>> begin RAW DATA

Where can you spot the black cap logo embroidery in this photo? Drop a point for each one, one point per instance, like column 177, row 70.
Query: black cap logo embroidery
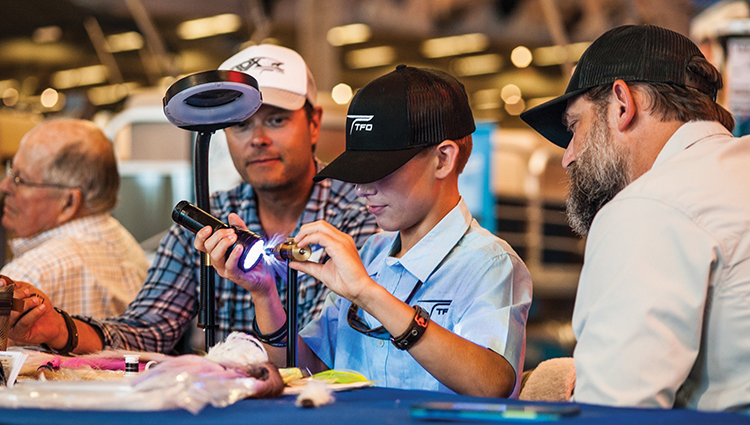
column 262, row 63
column 360, row 122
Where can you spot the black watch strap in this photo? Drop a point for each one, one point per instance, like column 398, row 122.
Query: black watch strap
column 416, row 330
column 72, row 342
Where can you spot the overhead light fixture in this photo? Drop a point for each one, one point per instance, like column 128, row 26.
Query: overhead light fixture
column 107, row 95
column 348, row 34
column 86, row 76
column 486, row 99
column 208, row 27
column 556, row 55
column 510, row 93
column 44, row 35
column 515, row 108
column 341, row 93
column 125, row 42
column 205, row 102
column 521, row 57
column 371, row 57
column 49, row 97
column 477, row 65
column 454, row 45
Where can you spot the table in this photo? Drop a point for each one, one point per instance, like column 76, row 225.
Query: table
column 361, row 407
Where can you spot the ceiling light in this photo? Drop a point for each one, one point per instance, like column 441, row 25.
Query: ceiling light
column 124, row 42
column 348, row 34
column 486, row 99
column 371, row 57
column 521, row 57
column 341, row 93
column 454, row 45
column 107, row 95
column 49, row 98
column 85, row 76
column 515, row 108
column 477, row 65
column 509, row 92
column 45, row 35
column 207, row 27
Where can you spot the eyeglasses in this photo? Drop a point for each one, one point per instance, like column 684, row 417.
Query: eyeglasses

>> end RAW DATA

> **GOAL**
Render the material above as a JSON list of strings, one string per line, with blank lines left out. Leave the pictures out of the list.

> **ANSWER IN FULL**
[
  "Where can you spot the black cap logo embroidery in this photo? Drop a point for each one, one point per instance, like column 177, row 70.",
  "Query: black cap logo embroidery",
  "column 262, row 63",
  "column 360, row 122",
  "Where can you spot the black watch strap in this photo? Drop a point for each one, one point per instance, like column 398, row 122.",
  "Query: black watch strap",
  "column 416, row 330",
  "column 72, row 342",
  "Where can you spot the overhead light fixture in this photo? Drop a point for each one, one point per instance, like column 128, row 26.",
  "Query: overhead light fixture",
  "column 107, row 95",
  "column 348, row 34",
  "column 86, row 76",
  "column 486, row 99",
  "column 208, row 27",
  "column 556, row 55",
  "column 510, row 93",
  "column 44, row 35",
  "column 515, row 108",
  "column 341, row 93",
  "column 125, row 42",
  "column 205, row 102",
  "column 521, row 57",
  "column 371, row 57",
  "column 49, row 97",
  "column 477, row 65",
  "column 454, row 45",
  "Where can you spot the table in this photo? Drop a point for each one, one point per instance, like column 76, row 225.",
  "Query: table",
  "column 361, row 407",
  "Where can you spot the ceiling light in this photo? Drop a point for each one, one point per instance, like column 441, row 25.",
  "Query: ceiling light",
  "column 124, row 42",
  "column 348, row 34",
  "column 486, row 99",
  "column 371, row 57",
  "column 521, row 57",
  "column 341, row 93",
  "column 454, row 45",
  "column 107, row 95",
  "column 49, row 98",
  "column 85, row 76",
  "column 515, row 108",
  "column 477, row 65",
  "column 509, row 92",
  "column 45, row 35",
  "column 207, row 27",
  "Where can you spot the eyeglasses in this photo? Drop a point for each one, one point per instance, like column 684, row 417.",
  "Query: eyeglasses"
]